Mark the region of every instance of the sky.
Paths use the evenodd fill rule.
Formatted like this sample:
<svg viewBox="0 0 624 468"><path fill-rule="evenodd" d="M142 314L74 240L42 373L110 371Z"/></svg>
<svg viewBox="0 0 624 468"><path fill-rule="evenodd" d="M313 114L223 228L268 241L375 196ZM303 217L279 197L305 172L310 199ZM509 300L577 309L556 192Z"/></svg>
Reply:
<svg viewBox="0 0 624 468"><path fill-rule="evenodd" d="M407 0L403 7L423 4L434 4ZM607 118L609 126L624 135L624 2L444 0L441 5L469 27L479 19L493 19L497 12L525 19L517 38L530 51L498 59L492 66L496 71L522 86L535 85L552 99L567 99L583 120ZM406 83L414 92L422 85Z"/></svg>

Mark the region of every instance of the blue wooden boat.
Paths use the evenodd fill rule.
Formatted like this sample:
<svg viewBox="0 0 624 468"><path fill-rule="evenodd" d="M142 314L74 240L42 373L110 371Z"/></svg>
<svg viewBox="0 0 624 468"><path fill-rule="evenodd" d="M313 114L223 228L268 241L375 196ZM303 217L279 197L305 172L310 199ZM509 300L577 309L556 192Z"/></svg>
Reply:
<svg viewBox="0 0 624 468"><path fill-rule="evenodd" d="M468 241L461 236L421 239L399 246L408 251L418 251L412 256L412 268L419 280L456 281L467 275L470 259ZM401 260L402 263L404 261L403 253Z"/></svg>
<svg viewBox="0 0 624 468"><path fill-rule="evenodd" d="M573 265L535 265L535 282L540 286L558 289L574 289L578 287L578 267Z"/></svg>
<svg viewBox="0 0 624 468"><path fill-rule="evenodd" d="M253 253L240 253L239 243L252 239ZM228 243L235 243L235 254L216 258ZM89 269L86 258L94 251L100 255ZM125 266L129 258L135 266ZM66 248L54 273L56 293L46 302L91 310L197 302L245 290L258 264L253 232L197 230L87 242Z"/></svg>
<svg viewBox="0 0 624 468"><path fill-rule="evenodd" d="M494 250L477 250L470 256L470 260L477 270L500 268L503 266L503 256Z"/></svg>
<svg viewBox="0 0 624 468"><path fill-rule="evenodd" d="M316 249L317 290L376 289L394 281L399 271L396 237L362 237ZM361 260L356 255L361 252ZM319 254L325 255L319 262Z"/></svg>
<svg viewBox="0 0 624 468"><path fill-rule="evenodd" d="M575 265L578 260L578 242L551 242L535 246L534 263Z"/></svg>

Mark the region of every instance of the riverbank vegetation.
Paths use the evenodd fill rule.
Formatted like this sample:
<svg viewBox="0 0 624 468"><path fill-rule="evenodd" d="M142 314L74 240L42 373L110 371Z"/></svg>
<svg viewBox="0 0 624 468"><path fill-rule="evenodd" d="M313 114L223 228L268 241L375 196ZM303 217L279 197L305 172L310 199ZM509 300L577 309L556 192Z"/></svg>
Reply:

::::::::::

**What is needed**
Please copy these lines again exactly, character for character.

**Exercise response**
Mark the region of every instance of the sky.
Paths use the evenodd fill rule.
Formatted like this sample:
<svg viewBox="0 0 624 468"><path fill-rule="evenodd" d="M142 314L74 240L42 373L110 371Z"/></svg>
<svg viewBox="0 0 624 468"><path fill-rule="evenodd" d="M313 114L223 228L268 241L375 196ZM303 217L279 197L305 172L310 199ZM509 300L577 309L556 192Z"/></svg>
Reply:
<svg viewBox="0 0 624 468"><path fill-rule="evenodd" d="M407 0L403 7L423 4L434 4ZM607 118L609 126L624 135L624 2L444 0L441 5L469 27L479 19L493 19L497 12L525 19L517 38L530 51L498 59L492 66L496 71L522 86L535 85L552 99L567 99L583 120ZM406 83L414 92L422 85Z"/></svg>

Mark the region of every instance of the blue wooden boat.
Paths use the evenodd fill rule.
Formatted like this sample:
<svg viewBox="0 0 624 468"><path fill-rule="evenodd" d="M142 314L74 240L42 373L110 371Z"/></svg>
<svg viewBox="0 0 624 468"><path fill-rule="evenodd" d="M313 114L223 228L268 241L375 196ZM303 217L279 197L305 172L310 199ZM509 300L577 309L556 192Z"/></svg>
Reply:
<svg viewBox="0 0 624 468"><path fill-rule="evenodd" d="M468 241L461 236L421 239L399 246L408 251L418 251L412 256L412 268L419 280L456 281L467 275L470 259ZM401 260L402 263L404 261L403 253Z"/></svg>
<svg viewBox="0 0 624 468"><path fill-rule="evenodd" d="M573 265L535 265L535 282L540 286L558 289L574 289L578 287L578 267Z"/></svg>
<svg viewBox="0 0 624 468"><path fill-rule="evenodd" d="M253 253L240 253L239 243L252 239ZM228 243L235 243L235 254L216 258ZM89 269L86 258L94 251L100 255ZM125 266L129 258L135 266ZM66 248L54 273L56 293L46 302L91 310L197 302L245 290L258 264L253 232L197 230L87 242Z"/></svg>
<svg viewBox="0 0 624 468"><path fill-rule="evenodd" d="M494 250L477 250L470 256L470 260L477 270L500 268L503 266L503 256Z"/></svg>
<svg viewBox="0 0 624 468"><path fill-rule="evenodd" d="M316 249L317 290L376 289L394 281L399 271L396 237L362 237ZM361 260L356 255L361 252ZM319 254L325 255L319 262Z"/></svg>
<svg viewBox="0 0 624 468"><path fill-rule="evenodd" d="M575 265L578 260L578 242L551 242L535 246L534 263Z"/></svg>

Mark the region of every instance of the riverbank vegetation.
Paths use the evenodd fill rule.
Formatted like this sample:
<svg viewBox="0 0 624 468"><path fill-rule="evenodd" d="M142 314L74 240L42 373L110 371Z"/></svg>
<svg viewBox="0 0 624 468"><path fill-rule="evenodd" d="M313 114L223 228L268 241L375 196ZM303 217L279 197L305 172L310 199ZM509 300L577 309L556 192Z"/></svg>
Reply:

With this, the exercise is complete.